**PROVIDED TEXT:**
· · ·

Some people may wonder why GC isn't available in other environments, like C or C++. The answer is types. Those languages allow casting of pointers to any type, making it extremely difficult to know what a pointer refers to. In a managed environment like the CLR, we can guarantee enough about the pointers to make GC possible. The managed world is also the only place where we can safely stop thread execution to perform a GC: in C++ these operations are either unsafe or very limited.

Tuning for Speed

The biggest worry for a program in the managed world is memory retention. Some of the problems that you'll find in unmanaged environments are not an issue in the managed world: memory leaks and dangling pointers are not much of a problem here. Instead, programmers need to be careful about leaving resources connected when they no longer need them.

The most important heuristic for performance is also the easiest one to learn for programmers who are used to writing native code: keep track of the allocations to make, and free them when you're done. The GC has no way of knowing that you aren't going to use a 20KB string that you built if it's part of an object that's being kept around. Suppose you have this object tucked away in a vector somewhere, and you never intend to use that string again. Setting the field to null will let the GC collect those 20KB later, even if you still need the object for other purposes. If you don't need the object anymore, make sure you're not keeping references to it. (Just like in native code.) For smaller objects, this is less of a problem. Any programmer that's familiar with memory management in native code will have no problem here: all the same common sense rules apply. You just don't have to be so paranoid about them.

The second important performance concern deals with object cleanup. As I mentioned earlier, finalization has profound impacts on performance. The most common example is that of a managed handler to an unmanaged resource: you need to implement some kind of cleanup method, and this is where performance becomes an issue. If you depend on finalization, you open yourself up to the performance problems I listed earlier. Something else to keep in mind is that the GC is largely unaware of memory pressure in the native world, so you may be using a ton of unmanaged resources just by keeping a pointer around in the managed heap. A single pointer doesn't take up a lot of memory, so it could be a while before a collection is needed. To get around these performance problems, while still playing it safe when it comes to memory retention, you should pick a design pattern to work with for all the objects that require special cleanup.

· · ·

**COLLECTED DATA:**
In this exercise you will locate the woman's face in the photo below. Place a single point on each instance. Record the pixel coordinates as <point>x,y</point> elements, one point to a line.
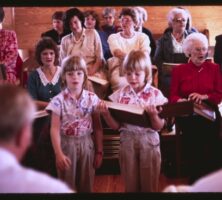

· · ·

**REQUEST:** According to the text on garbage collection, what do C and C++ allow that makes it extremely difficult to know what a pointer refers to?

**RESULT OF THE EXERCISE:** They allow casting of pointers to any type.